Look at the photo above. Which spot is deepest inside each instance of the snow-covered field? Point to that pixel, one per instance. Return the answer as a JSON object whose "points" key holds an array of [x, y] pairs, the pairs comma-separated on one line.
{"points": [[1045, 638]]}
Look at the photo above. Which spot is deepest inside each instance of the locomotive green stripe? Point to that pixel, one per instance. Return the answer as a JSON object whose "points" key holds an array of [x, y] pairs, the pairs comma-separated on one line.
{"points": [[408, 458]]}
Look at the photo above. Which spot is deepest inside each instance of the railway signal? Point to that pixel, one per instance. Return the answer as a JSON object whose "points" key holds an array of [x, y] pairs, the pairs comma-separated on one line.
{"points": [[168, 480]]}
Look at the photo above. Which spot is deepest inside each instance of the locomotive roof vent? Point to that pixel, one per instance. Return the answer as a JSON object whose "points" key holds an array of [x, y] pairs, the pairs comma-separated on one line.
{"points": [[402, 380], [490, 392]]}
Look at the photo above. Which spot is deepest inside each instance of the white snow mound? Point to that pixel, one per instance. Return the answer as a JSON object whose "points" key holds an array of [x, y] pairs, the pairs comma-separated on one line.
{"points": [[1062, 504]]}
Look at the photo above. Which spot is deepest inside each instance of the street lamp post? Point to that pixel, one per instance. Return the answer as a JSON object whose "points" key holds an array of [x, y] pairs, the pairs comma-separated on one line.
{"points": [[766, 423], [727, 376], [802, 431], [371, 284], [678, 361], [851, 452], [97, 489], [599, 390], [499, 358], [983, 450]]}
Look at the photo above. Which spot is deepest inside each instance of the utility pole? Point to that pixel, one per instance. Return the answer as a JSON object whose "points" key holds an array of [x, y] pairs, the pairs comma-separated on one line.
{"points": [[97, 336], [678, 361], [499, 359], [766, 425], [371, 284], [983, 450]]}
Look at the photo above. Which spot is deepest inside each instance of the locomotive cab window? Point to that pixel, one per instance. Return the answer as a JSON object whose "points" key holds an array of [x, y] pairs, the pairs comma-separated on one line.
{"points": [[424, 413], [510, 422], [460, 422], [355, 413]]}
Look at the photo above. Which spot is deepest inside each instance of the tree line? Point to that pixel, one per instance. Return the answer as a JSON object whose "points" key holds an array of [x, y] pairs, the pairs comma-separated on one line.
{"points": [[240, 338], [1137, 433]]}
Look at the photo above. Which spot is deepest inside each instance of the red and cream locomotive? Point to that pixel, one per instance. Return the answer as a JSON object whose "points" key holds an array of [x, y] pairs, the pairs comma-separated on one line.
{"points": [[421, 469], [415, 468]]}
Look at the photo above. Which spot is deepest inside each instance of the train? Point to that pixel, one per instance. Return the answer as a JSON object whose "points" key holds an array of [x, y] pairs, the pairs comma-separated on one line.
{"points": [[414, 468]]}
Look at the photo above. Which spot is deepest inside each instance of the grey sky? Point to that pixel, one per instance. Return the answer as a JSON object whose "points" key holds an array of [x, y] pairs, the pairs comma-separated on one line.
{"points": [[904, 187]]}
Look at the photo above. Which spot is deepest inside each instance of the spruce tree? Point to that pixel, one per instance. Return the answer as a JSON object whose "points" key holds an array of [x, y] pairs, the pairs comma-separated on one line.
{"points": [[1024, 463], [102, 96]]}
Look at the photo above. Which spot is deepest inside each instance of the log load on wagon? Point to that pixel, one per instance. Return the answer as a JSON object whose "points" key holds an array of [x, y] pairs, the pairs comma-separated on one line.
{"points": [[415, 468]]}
* * * * * * *
THE REQUEST | Print out every record again, exactly and in full.

FINISHED EXERCISE |
Look at the photo above. Which spot is deepest inside each instance of the snow-covered field? Point to that pixel, one per instance. Return the answer as a JSON object whose "points" key holds an array of [x, y] pairs, the pairs comma-separated on one line.
{"points": [[1045, 638]]}
Look at the photo above. Which spot is deepest inside each instance of the locomotive green stripe? Point to that pixel, one per instance. Return the answer as a JSON object whose "points" key holds an array of [x, y] pairs, the pairs comma-separated on one line.
{"points": [[408, 458]]}
Look at the photo above. Which spot is deepest inside each instance of the railway signal? Point to that pixel, one per instance. Return the answer as a JSON object whose "points" key holds an array of [x, y] pairs, the pairs comma-separated on one line.
{"points": [[168, 480]]}
Look at the photo above. Which spot is deepest inside each instance of the locomotive roof vent? Point to that pixel, one per instance. Return the answer as a JSON object whose "points" key holds an array of [x, y] pairs, the pairs comma-separated on one line.
{"points": [[402, 380], [490, 392]]}
Look at the photo above. Which spot is deepest inside each instance of the white snow mound? Point to that pixel, one per instance. Return the answer as a JSON object whose "points" key holds an array of [x, y] pairs, the pairs comma-separated on one line.
{"points": [[1062, 504]]}
Look at the photo above. Which spot is deepest inside each instance of the street lamp post? Point to that pixel, one per instance. Return the answer as a JSON object whose "points" key holds an array of [x, y] pairs, the pairs comma-separated on one line.
{"points": [[766, 423], [727, 376], [802, 431], [371, 284], [678, 361], [851, 452], [97, 489], [599, 390], [499, 358], [983, 450]]}
Look at the photo above. Which spot is deepest inside each instance of the utility pole? Point to that pixel, one per instance. Return the answer as a JSON object whose "points" key holds an array of [x, y] pairs, the pairs comma-separated on one line.
{"points": [[97, 336], [678, 361], [499, 359], [766, 425], [371, 284], [983, 450]]}
Look at the photo above. Which spot is deepest inside each instance of the locomotive cab window? Point to that pixel, one per instance. Return the answer as a JSON object whose "points" key holds an array of [x, y] pairs, the pairs comma-separated on one line.
{"points": [[424, 413], [510, 422], [460, 422], [355, 413]]}
Look at the photo above. Which spot is deepest inside each instance of the tree line? Point to that pixel, one per instance. Return the answer as a JSON object whose "points" key holds an array of [x, y] pairs, the pairs comma-separated on one line.
{"points": [[240, 338], [1137, 433]]}
Look at the photo above. Which spot is deepest inside each instance of the red and cream locomotive? Point to that pixel, one per instance. Return the answer as a JSON object whose "points" key holds an array of [x, y] pairs, the pairs comma-separated on one line.
{"points": [[421, 469], [415, 468]]}
Look at the photo above. Which spot is deepest inside each instance of the train? Point to that pixel, one per instance. Return the answer as a JSON object whose "points" key holds an array of [x, y] pairs, the pairs comma-separated on one line.
{"points": [[414, 468]]}
Look at the photo above. Which spot is deepest inside each instance of the grey sky? Point to that pixel, one per instance. Return the answer as a JSON object whose "points" key holds an array of [x, y] pairs, the pairs comma-separated on one line.
{"points": [[904, 187]]}
Look at the photo above. Which spot is deepest inside each instance of the spruce tree? Point to that pixel, one per instance. Return the answer as a JSON object whose "points" key holds an array of [x, y] pairs, the pairs comma-separated on one line.
{"points": [[1024, 463], [102, 96]]}
Look at the photo above. Which spot is deepest inside each instance of the log load on wagon? Point to that pixel, one per instance. Return the answer as a JSON object whose "points" key holds an array of [x, y] pairs, the pairs comma-separated on one line.
{"points": [[415, 468]]}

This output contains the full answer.